SUPPLIED PASSAGE -
Features API¶
The features module provides functions for feature engineering and quality control of gene expression data.
Overview¶
This module includes:
- Low expression gene filtering
- Mahalanobis distance outlier detection
- Gene clustering with tsfresh
- Feature extraction for trajectory analysis
Core Functions¶
filter_low_expression¶
Filter genes with low or invariant expression across samples.
filter_low_expression ¶
filter_low_expression(
data: DataFrame,
mean_threshold: float = 0.5,
var_threshold: float = 0.5,
min_sample_fraction: float = 0.2,
) -> pd.DataFrame
Filter out genes with low expression across samples.
Args: data: DataFrame with genes as rows and samples as columns mean_threshold: Minimum expression value to consider gene as expressed var_threshold: Minimum variance value to consider gene as expressed min_sample_fraction: Minimum fraction of non-expressed samples to filter gene
Returns: Filtered DataFrame with only genes meeting expression criteria
Source code in renalprog/features.py
Example Usage:
import pandas as pd
from renalprog.features import filter_low_expression
# Load raw expression data (genes × samples)
rnaseq = pd.read_csv("data/raw/KIRC_rnaseq.tsv", sep="\t", index_col=0)
print(f"Original: {rnaseq.shape[0]} genes")
# Filter low expression genes
filtered = filter_low_expression(
rnaseq,
mean_threshold=0.5, # Minimum mean expression
var_threshold=0.5, # Minimum variance
min_sample_fraction=0.2 # Maximum fraction of zero values
)
print(f"Filtered: {filtered.shape[0]} genes")
Filtering Criteria:
- Zero expression threshold: Remove genes with >20% samples at zero
- Mean expression threshold: Keep genes with mean ≥ 0.5
- Variance threshold: Keep genes with variance ≥ 0.5
detect_outliers_mahalanobis¶
Detect and remove outlier samples using robust Mahalanobis distance.
detect_outliers_mahalanobis ¶
detect_outliers_mahalanobis(
data: DataFrame,
alpha: float = 0.05,
support_fraction: float = None,
transpose: bool = False,
seed: int = 2023,
) -> Tuple[pd.DataFrame, List[str], np.ndarray]
Detect and remove outlier samples using Mahalanobis distance.
Uses Minimum Covariance Determinant (MCD) for robust covariance estimation, then identifies outliers based on Mahalanobis distance and chi-square distribution.
Args: data: DataFrame with samples as columns and genes as rows (will be transposed) alpha: Significance level for chi-square test (default: 0.05) support_fraction: Fraction of samples to use in MCD estimation (default: 0.75) transpose: Whether to transpose data before processing (default: True) seed: Random seed for reproducibility (default: 2023)

GIVEN DATA -
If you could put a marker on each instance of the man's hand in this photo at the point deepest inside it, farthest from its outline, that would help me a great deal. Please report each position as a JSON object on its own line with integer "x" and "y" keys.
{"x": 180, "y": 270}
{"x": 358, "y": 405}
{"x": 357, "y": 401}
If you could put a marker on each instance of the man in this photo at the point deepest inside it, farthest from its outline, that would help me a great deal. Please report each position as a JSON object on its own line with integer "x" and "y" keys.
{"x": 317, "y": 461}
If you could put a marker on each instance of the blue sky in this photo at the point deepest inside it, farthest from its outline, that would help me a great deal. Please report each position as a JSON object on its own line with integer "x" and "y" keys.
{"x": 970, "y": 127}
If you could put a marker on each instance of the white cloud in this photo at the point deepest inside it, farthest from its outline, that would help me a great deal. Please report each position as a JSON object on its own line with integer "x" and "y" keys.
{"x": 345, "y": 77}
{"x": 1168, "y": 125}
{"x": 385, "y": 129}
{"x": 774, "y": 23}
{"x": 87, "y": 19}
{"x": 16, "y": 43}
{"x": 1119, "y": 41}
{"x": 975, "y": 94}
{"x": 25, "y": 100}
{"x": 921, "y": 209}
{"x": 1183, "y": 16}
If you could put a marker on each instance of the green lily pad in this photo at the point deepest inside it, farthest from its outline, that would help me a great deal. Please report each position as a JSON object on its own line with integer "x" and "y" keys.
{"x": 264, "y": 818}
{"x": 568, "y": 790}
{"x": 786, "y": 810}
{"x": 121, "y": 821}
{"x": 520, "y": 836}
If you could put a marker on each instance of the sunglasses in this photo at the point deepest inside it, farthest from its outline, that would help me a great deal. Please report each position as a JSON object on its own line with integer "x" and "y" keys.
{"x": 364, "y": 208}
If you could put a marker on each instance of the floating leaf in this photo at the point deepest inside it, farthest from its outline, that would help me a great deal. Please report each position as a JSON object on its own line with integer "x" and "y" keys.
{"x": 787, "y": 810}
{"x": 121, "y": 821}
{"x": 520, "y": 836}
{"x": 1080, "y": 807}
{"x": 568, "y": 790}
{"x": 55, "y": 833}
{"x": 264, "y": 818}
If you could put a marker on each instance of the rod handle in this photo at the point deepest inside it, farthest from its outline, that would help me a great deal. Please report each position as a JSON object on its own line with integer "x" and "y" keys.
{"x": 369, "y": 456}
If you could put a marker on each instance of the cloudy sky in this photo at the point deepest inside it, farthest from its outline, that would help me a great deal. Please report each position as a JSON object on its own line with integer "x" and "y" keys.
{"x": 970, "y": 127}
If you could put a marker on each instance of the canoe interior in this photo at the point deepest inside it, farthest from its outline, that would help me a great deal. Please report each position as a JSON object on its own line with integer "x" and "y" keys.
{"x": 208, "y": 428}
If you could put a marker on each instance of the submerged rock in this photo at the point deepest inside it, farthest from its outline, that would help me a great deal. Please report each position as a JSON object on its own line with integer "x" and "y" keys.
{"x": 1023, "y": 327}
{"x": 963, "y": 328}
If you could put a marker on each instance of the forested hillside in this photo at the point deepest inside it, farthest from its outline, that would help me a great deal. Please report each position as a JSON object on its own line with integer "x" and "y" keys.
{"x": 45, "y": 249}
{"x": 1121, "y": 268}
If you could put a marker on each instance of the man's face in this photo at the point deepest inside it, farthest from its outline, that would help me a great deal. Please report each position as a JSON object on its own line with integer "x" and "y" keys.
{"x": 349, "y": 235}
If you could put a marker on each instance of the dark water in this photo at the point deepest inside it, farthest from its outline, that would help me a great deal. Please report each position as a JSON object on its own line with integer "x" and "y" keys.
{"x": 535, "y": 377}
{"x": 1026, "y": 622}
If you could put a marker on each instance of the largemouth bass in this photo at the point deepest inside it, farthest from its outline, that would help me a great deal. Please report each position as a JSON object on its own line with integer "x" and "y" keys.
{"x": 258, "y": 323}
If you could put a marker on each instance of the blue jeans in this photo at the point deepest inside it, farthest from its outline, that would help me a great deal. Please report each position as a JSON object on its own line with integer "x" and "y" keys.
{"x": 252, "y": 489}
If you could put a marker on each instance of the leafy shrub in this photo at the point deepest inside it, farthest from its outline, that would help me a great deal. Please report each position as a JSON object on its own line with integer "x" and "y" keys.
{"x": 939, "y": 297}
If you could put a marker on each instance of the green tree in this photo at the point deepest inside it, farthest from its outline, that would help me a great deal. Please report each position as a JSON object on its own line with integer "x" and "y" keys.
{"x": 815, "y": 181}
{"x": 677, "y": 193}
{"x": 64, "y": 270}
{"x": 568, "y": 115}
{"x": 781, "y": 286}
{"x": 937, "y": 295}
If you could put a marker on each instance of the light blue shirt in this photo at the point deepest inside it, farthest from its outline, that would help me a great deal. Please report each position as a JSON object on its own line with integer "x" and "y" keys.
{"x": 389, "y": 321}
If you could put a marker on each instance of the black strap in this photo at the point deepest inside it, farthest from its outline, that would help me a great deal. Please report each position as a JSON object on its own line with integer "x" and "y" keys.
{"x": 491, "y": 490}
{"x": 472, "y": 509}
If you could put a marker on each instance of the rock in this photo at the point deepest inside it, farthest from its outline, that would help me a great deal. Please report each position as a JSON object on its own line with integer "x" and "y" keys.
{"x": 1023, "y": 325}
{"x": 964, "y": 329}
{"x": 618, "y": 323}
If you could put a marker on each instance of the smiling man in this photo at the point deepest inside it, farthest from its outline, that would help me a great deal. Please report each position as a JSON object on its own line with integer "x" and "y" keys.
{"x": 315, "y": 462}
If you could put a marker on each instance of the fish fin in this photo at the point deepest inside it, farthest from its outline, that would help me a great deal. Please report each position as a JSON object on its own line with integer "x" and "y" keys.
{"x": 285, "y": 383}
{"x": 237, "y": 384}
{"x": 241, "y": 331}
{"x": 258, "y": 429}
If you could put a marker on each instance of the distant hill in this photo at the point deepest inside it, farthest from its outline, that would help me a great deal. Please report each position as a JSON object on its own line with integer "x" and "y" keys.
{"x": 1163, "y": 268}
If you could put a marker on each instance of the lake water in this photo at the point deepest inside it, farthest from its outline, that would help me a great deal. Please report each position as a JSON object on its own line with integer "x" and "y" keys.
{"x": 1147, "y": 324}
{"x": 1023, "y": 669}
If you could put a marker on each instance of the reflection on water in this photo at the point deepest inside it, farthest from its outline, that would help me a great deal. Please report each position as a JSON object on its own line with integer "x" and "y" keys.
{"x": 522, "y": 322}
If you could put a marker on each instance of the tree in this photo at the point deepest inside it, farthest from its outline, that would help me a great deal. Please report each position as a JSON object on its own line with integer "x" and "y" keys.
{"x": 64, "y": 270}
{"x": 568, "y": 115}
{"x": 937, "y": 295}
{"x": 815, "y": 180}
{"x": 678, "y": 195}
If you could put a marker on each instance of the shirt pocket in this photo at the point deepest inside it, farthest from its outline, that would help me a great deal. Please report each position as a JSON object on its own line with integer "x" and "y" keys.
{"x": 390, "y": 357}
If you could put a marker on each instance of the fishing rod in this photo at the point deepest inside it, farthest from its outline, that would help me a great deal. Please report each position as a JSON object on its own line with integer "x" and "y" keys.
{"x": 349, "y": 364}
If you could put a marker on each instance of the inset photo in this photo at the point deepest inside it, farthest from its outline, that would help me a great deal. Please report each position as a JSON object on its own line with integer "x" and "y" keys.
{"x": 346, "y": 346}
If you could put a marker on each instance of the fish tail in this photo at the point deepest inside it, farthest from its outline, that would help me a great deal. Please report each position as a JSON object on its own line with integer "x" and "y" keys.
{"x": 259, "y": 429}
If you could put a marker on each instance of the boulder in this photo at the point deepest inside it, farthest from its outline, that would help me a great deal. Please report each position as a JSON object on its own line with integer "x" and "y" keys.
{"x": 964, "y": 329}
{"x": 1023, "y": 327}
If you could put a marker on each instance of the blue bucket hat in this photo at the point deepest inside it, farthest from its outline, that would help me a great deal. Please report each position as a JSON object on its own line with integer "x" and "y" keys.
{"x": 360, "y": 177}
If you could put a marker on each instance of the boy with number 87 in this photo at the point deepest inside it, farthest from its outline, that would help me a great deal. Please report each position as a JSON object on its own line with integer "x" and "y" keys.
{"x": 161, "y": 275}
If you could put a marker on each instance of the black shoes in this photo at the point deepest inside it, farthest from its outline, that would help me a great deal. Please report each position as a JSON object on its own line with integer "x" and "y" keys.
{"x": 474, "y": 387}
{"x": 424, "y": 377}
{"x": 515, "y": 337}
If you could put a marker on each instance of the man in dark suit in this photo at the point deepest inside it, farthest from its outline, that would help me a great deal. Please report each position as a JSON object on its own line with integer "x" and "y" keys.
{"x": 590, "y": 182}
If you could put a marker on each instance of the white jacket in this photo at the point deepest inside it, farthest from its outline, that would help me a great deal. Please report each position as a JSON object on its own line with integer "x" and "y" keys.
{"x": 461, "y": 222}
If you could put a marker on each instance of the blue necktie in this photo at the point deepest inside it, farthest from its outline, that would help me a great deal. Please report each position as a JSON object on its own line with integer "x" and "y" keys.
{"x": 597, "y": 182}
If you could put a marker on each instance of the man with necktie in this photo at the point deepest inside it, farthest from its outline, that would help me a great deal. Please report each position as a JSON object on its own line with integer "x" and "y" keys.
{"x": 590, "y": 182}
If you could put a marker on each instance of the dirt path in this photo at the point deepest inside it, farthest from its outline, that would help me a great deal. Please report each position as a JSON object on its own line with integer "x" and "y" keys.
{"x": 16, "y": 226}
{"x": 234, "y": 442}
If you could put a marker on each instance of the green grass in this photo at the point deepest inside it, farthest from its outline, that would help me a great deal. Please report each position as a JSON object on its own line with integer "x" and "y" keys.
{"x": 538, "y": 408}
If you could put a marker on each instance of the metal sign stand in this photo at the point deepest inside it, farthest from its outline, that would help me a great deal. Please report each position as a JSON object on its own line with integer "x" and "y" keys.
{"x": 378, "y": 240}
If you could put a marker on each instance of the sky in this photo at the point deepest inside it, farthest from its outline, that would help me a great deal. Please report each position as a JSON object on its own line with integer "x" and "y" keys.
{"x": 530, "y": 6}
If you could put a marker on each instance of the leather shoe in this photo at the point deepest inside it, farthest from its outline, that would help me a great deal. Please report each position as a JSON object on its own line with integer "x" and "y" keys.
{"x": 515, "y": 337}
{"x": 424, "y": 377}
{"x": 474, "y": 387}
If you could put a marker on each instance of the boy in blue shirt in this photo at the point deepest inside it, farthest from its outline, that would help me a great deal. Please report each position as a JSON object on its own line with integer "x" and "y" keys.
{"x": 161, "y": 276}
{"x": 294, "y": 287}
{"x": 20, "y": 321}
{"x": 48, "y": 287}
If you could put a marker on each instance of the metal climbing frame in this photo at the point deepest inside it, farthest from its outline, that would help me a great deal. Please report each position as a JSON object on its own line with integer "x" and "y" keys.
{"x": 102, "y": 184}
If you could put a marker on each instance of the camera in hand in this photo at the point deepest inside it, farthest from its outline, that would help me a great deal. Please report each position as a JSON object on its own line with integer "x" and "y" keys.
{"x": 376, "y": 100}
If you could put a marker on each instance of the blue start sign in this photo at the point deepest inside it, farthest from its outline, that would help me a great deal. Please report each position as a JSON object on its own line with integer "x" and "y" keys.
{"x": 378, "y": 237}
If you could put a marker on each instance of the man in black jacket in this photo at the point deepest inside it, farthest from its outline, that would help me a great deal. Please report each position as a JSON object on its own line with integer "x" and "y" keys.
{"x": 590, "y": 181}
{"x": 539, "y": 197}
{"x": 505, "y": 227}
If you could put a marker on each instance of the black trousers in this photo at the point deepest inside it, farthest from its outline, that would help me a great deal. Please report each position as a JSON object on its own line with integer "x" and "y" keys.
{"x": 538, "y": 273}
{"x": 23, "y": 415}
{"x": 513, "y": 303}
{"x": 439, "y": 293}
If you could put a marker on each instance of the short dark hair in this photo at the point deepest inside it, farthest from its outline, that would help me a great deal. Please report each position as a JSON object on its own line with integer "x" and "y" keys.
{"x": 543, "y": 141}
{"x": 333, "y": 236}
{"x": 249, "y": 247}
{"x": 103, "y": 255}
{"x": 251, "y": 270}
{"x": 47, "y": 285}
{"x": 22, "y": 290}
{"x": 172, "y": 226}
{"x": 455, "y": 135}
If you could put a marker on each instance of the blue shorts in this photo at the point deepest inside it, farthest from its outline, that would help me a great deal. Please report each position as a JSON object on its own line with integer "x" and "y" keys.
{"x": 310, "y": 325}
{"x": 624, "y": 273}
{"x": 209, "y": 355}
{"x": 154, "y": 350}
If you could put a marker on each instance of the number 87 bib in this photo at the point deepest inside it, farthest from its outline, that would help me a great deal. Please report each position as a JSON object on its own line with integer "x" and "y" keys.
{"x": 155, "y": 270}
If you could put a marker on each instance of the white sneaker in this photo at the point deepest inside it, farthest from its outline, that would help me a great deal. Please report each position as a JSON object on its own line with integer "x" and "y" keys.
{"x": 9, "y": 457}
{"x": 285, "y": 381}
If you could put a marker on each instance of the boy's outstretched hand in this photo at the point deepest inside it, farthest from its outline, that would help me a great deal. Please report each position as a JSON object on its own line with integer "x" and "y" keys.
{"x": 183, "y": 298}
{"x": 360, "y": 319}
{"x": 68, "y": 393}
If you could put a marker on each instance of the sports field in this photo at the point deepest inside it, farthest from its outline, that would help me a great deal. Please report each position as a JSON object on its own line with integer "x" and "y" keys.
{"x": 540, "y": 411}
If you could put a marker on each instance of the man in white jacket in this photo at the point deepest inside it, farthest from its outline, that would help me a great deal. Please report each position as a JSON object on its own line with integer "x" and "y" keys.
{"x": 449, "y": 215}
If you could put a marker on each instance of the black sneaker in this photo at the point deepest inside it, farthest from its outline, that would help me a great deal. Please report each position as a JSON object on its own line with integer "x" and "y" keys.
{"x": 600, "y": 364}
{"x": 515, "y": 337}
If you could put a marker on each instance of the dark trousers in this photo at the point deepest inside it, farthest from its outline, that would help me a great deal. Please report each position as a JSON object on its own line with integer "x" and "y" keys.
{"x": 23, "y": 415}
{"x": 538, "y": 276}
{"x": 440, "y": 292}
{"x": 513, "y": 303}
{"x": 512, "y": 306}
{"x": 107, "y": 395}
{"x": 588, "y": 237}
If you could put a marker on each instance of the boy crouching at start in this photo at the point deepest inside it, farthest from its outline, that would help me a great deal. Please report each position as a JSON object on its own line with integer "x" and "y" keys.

WORK INSTRUCTION 1 -
Answer these from the features API documentation:
(a) Which method does detect_outliers_mahalanobis use for robust covariance estimation?
(b) What default seed does detect_outliers_mahalanobis take?
(c) Which source file holds filter_low_expression?
WORK INSTRUCTION 2 - Write the next part of the features API documentation, picking up right after its last line.

ANSWER BOX 1 -
(a) Minimum Covariance Determinant (MCD)
(b) 2023
(c) renalprog/features.py

ANSWER BOX 2 -
Returns: Tuple of: - cleaned_data: DataFrame with outliers removed - outlier_ids: List of outlier sample IDs - mahalanobis_distances: Array of Mahalanobis distances for all samples
Source code in renalprog/features.py
Example Usage:
import pandas as pd
from renalprog.features import detect_outliers_mahalanobis
# Load gene expression data (genes × samples)
rnaseq = pd.read_csv("data/interim/filtered_expression.csv", index_col=0)
# Detect outliers
cleaned_data, outlier_ids, mahal_distances = detect_outliers_mahalanobis(
rnaseq,
alpha=0.05, # Significance level
support_fraction=None, # Auto-determine robust subset
transpose=True, # Transpose to samples × genes
seed=42
)
print(f"Original samples: {rnaseq.shape[1]}")
print(f"Outliers detected: {len(outlier_ids)}")
print(f"Clean samples: {cleaned_data.shape[1]}")
print(f"Outlier IDs: {outlier_ids}")
How It Works:
- Minimum Covariance Determinant (MCD): Computes robust covariance estimate
- Mahalanobis Distance: Calculates distance of each sample from the robust center
- Chi-square Test: Identifies outliers exceeding chi-square threshold at significance level α
Visualization:
import matplotlib.pyplot as plt
import numpy as np
from scipy.stats import chi2
# Plot Mahalanobis distances
n_features = rnaseq.shape[0]
cutoff = chi2.ppf(1 - 0.05, n_features)
plt.figure(figsize=(12, 5))
plt.subplot(1, 2, 1)
plt.hist(mahal_distances, bins=50, edgecolor='black')
plt.axvline(cutoff, color='red', linestyle='--', label=f'Cutoff (α=0.05)')
plt.xlabel('Mahalanobis Distance')
plt.ylabel('Count')
plt.legend()
plt.title('Distribution of Mahalanobis Distances')
plt.subplot(1, 2, 2)
plt.scatter(range(len(mahal_distances)), sorted(mahal_distances))
plt.axhline(cutoff, color='red', linestyle='--')
plt.xlabel('Sample Index (sorted)')
plt.ylabel('Mahalanobis Distance')
plt.title('Sorted Mahalanobis Distances')
plt.tight_layout()
plt.savefig('outlier_detection.png', dpi=300)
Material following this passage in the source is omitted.